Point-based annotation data
········
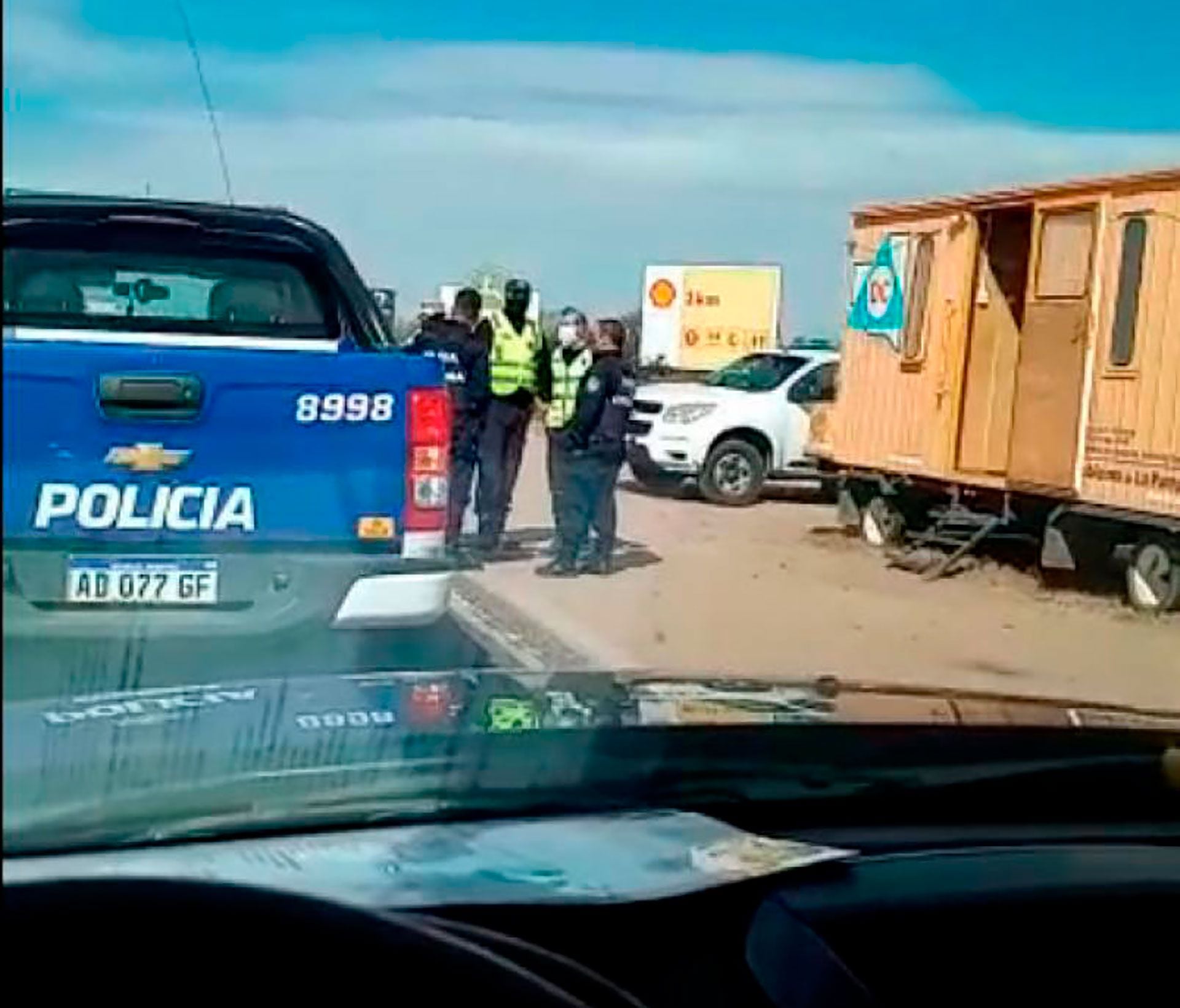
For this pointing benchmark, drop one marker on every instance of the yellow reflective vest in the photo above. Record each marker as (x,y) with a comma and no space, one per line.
(514,358)
(567,380)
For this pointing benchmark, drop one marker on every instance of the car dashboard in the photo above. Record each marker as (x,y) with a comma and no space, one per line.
(935,921)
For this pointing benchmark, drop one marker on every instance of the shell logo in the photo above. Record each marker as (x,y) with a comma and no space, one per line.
(663,293)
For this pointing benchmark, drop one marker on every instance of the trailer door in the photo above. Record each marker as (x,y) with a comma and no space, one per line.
(1052,368)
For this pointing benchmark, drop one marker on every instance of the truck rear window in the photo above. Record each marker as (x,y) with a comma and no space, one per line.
(115,289)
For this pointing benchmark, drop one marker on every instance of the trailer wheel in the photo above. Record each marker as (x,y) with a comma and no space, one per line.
(1153,577)
(882,523)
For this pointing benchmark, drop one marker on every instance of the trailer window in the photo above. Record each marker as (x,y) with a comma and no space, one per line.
(1063,261)
(918,286)
(1131,275)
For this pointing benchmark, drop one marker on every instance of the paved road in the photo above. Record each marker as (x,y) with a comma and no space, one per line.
(60,668)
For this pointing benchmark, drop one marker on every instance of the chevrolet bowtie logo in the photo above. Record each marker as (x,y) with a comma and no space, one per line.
(147,459)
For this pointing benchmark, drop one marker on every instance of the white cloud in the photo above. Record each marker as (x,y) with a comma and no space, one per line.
(574,164)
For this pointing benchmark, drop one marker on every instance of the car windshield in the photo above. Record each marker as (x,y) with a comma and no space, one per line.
(757,372)
(431,412)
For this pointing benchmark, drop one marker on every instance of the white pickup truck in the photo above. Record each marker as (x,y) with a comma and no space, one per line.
(734,430)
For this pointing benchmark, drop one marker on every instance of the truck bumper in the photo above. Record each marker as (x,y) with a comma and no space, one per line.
(651,457)
(267,595)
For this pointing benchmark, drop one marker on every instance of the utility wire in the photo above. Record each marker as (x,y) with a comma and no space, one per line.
(209,102)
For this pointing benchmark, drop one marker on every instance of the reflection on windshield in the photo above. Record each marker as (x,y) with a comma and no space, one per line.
(757,372)
(265,518)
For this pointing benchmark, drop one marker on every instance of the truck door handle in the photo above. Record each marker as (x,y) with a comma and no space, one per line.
(164,397)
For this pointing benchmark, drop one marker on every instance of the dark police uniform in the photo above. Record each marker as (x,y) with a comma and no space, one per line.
(595,438)
(464,359)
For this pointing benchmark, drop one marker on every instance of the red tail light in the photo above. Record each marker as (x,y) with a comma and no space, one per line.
(428,459)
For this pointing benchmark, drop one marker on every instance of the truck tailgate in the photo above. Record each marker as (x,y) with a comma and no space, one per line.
(192,452)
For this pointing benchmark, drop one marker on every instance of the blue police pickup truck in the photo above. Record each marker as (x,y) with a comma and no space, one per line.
(206,429)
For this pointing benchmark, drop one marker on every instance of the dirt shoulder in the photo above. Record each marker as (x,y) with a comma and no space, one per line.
(774,591)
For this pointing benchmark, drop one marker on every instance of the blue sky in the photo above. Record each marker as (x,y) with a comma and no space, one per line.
(576,144)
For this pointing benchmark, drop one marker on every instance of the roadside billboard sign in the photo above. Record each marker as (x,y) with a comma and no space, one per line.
(699,318)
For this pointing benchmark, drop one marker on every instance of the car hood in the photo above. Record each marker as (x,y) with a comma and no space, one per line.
(671,392)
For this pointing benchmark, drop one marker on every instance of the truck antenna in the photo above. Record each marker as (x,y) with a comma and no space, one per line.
(208,100)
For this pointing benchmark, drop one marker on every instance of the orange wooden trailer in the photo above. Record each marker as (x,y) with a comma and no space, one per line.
(1032,387)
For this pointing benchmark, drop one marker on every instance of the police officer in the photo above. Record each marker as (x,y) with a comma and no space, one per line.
(595,441)
(456,344)
(559,382)
(516,352)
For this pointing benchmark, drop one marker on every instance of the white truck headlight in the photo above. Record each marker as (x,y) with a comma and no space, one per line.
(688,412)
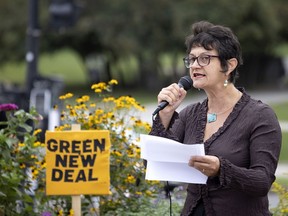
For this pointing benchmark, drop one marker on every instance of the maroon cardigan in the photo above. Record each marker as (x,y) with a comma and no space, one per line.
(248,146)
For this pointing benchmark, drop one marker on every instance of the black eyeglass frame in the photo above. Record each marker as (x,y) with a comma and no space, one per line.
(188,63)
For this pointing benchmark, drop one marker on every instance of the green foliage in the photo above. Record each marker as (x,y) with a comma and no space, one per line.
(284,149)
(21,160)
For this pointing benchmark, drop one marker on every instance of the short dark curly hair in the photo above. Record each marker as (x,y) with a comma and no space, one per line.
(221,38)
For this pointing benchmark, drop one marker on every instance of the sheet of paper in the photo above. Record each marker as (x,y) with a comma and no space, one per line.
(167,160)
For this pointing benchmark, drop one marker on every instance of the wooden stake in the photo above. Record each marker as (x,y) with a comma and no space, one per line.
(76,200)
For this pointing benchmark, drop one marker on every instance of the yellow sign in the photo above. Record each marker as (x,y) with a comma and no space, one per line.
(78,162)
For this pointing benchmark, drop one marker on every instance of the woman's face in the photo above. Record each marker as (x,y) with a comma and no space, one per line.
(205,71)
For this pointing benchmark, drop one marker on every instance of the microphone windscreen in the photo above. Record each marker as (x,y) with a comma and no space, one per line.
(185,82)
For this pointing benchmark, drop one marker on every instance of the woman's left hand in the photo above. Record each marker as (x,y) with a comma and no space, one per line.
(209,165)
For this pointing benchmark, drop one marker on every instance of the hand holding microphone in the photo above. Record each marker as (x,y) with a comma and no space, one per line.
(185,83)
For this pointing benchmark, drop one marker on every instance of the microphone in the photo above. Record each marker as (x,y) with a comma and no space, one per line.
(184,82)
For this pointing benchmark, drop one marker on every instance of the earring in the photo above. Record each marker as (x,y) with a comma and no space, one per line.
(225,83)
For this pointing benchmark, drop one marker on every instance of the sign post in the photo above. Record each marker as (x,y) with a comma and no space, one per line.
(76,199)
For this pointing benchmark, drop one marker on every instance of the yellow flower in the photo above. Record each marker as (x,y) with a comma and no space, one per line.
(21,144)
(113,82)
(37,132)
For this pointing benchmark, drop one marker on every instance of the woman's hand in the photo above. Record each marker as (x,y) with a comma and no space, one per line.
(209,165)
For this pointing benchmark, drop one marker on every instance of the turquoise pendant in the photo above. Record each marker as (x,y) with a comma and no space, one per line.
(211,117)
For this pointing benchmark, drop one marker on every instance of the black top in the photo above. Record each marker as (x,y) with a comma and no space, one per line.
(248,146)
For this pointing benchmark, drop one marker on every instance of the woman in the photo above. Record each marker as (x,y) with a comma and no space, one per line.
(242,136)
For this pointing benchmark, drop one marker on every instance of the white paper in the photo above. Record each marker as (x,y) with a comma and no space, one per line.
(167,160)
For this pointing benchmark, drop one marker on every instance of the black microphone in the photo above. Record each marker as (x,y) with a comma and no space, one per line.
(184,82)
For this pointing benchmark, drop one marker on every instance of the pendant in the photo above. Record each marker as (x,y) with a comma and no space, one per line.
(211,117)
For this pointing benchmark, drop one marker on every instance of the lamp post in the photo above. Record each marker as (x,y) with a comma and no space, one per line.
(33,35)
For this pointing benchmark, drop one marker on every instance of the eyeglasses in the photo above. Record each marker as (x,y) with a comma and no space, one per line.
(202,60)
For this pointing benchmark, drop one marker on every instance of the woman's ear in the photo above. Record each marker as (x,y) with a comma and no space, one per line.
(232,64)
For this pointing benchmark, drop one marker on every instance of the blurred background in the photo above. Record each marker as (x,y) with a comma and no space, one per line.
(52,46)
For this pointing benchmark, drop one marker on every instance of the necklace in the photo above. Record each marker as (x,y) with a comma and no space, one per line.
(212,117)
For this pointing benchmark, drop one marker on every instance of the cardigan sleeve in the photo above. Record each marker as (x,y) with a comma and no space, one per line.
(265,143)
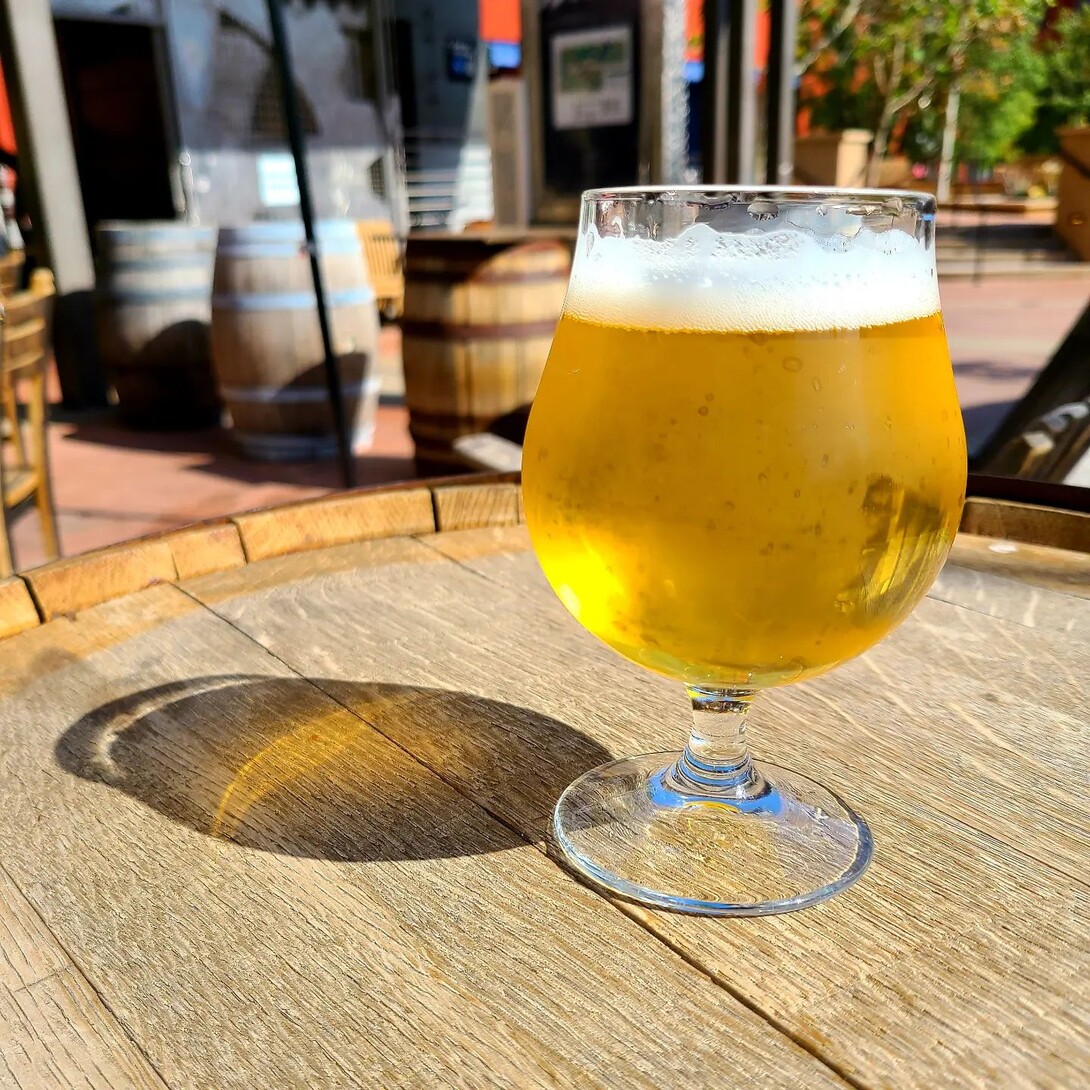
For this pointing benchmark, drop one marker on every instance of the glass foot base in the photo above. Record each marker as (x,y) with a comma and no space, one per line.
(783,844)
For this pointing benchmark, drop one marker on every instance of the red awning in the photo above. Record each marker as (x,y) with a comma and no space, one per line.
(7,129)
(500,20)
(694,34)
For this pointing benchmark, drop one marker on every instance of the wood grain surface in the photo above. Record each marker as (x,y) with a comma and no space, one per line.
(289,821)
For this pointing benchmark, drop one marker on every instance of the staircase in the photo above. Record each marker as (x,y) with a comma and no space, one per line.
(448,180)
(1005,249)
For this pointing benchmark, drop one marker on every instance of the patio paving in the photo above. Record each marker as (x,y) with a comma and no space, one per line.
(112,483)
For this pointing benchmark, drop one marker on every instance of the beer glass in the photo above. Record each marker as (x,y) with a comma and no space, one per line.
(745,465)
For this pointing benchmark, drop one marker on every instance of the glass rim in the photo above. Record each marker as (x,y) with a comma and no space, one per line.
(688,191)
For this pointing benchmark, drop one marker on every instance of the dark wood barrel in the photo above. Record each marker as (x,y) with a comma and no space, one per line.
(153,306)
(479,319)
(267,343)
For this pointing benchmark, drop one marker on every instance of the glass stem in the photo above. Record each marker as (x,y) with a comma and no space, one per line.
(716,760)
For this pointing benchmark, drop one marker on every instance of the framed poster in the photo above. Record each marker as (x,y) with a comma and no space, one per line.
(593,77)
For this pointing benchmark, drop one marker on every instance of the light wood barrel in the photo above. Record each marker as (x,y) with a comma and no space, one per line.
(479,321)
(153,309)
(267,343)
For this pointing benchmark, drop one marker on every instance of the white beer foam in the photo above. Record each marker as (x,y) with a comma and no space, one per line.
(774,281)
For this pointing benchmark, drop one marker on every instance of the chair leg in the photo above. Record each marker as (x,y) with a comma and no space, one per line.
(44,492)
(5,566)
(11,414)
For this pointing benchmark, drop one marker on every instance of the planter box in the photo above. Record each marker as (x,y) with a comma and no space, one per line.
(1073,213)
(832,158)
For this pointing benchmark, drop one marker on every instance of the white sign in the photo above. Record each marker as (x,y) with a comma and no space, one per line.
(592,77)
(276,180)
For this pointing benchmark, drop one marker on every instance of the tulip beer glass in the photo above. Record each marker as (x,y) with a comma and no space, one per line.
(745,465)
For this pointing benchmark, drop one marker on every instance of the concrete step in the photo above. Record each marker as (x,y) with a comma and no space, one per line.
(997,267)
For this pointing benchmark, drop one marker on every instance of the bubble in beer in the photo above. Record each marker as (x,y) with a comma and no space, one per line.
(764,281)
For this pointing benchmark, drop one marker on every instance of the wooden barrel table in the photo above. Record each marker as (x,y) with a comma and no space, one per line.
(276,813)
(267,344)
(480,311)
(153,301)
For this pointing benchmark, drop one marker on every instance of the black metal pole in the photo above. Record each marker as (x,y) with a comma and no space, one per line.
(779,152)
(280,50)
(713,134)
(741,94)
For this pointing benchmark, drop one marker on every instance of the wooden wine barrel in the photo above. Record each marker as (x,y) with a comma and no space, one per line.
(479,319)
(153,307)
(267,343)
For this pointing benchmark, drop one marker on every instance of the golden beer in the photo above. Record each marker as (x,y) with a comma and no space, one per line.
(743,508)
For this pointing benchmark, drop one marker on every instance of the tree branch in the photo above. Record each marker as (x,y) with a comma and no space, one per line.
(846,19)
(913,93)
········
▶ **What the exercise asks**: Return, unchanged, each line from the line containing "of the bubble" through the last line of the material.

▶ **Correct answer**:
For this pointing benchmark, drop one marker on every instance of the bubble in beer in the photo above. Record each marker as (x,y) with a comma and no space, one per line.
(764,281)
For this pointing benchmark, drop one marker on every instance of the wooden barrel table in the photo above. Record each marker as (x,y) with a comma and no space, one per line.
(276,813)
(267,344)
(480,311)
(153,301)
For this pointing benchmark, drop one marker on every instance of the black metal pole in the photo above. Record each marker as (x,y) with a comma and no space, one per line.
(779,152)
(280,50)
(713,134)
(741,94)
For this pointing benchmark, drop one marker on every instance of the wooden wine barrel in the photo above. Record each marker as (x,y) with a comma and no space, one per line.
(479,319)
(153,307)
(267,343)
For this pointing benchmark, drop one marker on every instance of the golden beer in the photo above. Record each marker as (x,y) with a comma and no space, one per line.
(743,508)
For this pointing benchmark, drop one marker on every instance of the tree branch in the photo above. Record each marker as (x,y) with a comma and no space, one per line.
(846,19)
(913,93)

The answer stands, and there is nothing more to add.